:: Data to use
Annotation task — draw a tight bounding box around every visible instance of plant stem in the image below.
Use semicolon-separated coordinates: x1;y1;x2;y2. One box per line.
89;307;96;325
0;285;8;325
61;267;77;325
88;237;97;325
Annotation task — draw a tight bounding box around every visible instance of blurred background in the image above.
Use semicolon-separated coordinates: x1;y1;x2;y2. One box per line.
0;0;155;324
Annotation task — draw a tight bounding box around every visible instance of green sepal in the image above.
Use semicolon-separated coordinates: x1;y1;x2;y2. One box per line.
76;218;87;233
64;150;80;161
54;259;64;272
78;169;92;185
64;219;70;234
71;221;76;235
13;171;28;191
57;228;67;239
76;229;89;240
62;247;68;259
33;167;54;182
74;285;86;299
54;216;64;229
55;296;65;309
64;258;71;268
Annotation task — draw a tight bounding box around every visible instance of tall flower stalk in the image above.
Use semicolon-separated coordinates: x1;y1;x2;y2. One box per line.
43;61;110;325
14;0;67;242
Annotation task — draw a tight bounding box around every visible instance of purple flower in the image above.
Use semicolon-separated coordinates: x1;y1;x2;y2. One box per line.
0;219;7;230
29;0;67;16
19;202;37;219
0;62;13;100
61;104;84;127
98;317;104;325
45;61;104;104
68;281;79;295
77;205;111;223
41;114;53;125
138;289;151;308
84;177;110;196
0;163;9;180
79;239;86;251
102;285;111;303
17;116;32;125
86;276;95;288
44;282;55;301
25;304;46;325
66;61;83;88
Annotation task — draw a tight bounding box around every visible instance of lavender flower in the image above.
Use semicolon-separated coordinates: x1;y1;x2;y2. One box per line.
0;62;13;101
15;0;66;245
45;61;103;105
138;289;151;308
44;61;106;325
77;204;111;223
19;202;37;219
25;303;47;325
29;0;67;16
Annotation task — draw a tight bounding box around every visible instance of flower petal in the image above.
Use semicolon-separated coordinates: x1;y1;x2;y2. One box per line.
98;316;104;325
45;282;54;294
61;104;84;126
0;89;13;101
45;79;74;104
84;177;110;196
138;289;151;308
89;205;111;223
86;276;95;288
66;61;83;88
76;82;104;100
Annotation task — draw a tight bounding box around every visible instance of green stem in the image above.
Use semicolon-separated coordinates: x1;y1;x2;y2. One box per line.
::::
> _Prompt_
Wherever a line above contains the string "green", copy that line.

> _Solution to the exercise_
Annotation task — draw a tight bounding box around every visible instance of green sepal in the image above.
Annotation task — draw a tight bounding box around every visible instance of green stem in the image above.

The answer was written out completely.